* Brief A *
Translate this sentence from the climate change and health article into Spanish: "It is co-authored by the World Health Organization (WHO), the UN Environment Programme (UNEP) and the World Meteorological Organization (WMO), and was launched at the 9th Session of the Conference of the Parties to the UN Framework Convention on Climate Change in Milan."
* Brief B *
In the climate change and health article, the sentence beginning "The report, entitled" names several ways climate change has an impact on human health. List every one of them.
:: Excerpted passage ::
Climate change causing thousands of deaths, says UN report

Climate change is affecting human health, causing 150,000 deaths worldwide in 2000, according to a United Nations report issued today, together with guidelines offering governments and organizations practical advice on how to respond to the problems.

The report, entitled Climate Change and Human Health – Risks and Responses, is a study of how climate change has an impact on human health, from influencing weather patterns and air pollution to causing water and food contamination.

It is co-authored by the World Health Organization (WHO), the UN Environment Programme (UNEP) and the World Meteorological Organization (WMO), and was launched at the 9th Session of the Conference of the Parties to the UN Framework Convention on Climate Change in Milan.

The report says climate change was responsible for 150,000 deaths, 2.4 per cent of the world’s cases of diarrhoea and 2 per cent of all malaria cases in 2000.

Dr Kerstin Leitner, WHO’s Assistant Director-General for Sustainable Development and Healthy Environments, said “there is growing evidence that changes in the global climate will have profound effects on the health and well-being of citizens in countries throughout the world.”

The guidelines, launched by WHO’s European office with UNEP and WMO at the Milan meeting today, outline the impact of climate change and how governments and societies should respond.

WHO says they have been issued after the hottest decade in recorded history, the 1990s, and the heat wave in Europe this summer, when about 20,000 people are estimated to have died.
:::
:: Records supplied ::
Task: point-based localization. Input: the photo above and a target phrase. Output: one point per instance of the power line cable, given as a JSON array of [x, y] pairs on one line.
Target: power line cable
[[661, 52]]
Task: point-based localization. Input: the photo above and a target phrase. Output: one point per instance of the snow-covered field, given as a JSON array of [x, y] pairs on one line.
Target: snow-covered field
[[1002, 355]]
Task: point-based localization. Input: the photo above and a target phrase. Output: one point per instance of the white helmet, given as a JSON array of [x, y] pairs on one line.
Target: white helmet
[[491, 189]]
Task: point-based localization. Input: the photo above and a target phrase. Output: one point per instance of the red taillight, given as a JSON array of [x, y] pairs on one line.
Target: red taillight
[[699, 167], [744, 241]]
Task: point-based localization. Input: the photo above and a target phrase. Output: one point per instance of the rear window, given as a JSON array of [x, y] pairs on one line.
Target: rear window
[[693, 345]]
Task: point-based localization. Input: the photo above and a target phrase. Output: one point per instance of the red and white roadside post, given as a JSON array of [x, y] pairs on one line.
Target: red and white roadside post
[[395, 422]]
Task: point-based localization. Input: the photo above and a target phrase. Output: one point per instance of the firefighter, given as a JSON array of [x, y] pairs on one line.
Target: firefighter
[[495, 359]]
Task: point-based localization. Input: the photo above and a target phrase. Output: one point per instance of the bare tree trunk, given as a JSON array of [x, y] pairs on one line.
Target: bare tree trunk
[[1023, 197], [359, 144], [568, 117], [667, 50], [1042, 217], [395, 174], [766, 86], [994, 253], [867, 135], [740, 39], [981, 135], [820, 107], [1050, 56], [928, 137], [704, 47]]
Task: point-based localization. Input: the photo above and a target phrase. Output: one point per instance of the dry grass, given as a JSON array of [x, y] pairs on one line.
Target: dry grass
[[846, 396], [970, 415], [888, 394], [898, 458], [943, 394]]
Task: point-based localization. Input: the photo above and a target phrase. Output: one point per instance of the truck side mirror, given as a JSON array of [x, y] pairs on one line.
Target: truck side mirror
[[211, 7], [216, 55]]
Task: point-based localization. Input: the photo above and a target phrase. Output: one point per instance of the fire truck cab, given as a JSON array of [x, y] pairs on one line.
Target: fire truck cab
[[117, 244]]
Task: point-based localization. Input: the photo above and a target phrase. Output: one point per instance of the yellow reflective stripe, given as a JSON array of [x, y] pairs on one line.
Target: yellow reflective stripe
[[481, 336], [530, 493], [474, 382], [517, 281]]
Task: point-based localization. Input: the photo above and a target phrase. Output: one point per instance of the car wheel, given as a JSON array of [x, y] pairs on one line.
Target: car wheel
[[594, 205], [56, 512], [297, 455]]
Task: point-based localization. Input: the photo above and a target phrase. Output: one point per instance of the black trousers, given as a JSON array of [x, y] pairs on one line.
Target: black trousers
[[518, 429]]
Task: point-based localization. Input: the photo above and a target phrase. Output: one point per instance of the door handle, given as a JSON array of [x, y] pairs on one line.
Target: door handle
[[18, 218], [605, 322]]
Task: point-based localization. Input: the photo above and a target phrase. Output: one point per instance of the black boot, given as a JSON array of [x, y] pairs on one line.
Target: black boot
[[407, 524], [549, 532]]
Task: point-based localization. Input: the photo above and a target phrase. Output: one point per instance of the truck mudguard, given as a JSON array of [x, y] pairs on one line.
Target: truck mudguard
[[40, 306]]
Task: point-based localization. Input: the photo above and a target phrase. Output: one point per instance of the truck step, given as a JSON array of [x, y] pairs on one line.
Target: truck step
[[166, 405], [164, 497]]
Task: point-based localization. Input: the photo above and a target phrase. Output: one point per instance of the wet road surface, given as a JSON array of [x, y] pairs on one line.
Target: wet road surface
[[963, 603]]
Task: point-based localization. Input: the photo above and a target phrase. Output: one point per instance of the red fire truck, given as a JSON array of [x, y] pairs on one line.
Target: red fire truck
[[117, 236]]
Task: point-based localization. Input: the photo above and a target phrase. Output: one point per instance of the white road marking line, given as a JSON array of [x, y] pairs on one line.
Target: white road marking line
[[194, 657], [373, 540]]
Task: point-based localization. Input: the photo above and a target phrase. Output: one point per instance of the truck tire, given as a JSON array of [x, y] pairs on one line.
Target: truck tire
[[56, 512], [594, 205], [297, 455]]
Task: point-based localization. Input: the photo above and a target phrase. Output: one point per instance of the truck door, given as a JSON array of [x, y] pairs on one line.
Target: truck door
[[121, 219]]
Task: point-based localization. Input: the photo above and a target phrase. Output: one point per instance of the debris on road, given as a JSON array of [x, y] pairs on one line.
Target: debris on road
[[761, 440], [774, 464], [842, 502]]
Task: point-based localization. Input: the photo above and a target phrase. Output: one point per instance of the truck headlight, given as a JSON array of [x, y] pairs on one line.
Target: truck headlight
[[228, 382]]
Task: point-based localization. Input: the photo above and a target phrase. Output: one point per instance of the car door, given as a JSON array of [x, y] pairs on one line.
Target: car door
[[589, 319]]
:::
* Solution A *
Fue redactado conjuntamente por la Organización Mundial de la Salud (OMS), el Programa de las Naciones Unidas para el Medio Ambiente (PNUMA) y la Organización Meteorológica Mundial (OMM), y se presentó en el 9.º período de sesiones de la Conferencia de las Partes en la Convención Marco de las Naciones Unidas sobre el Cambio Climático, en Milán.

* Solution B *
- Influencing weather patterns
- Air pollution
- Water contamination
- Food contamination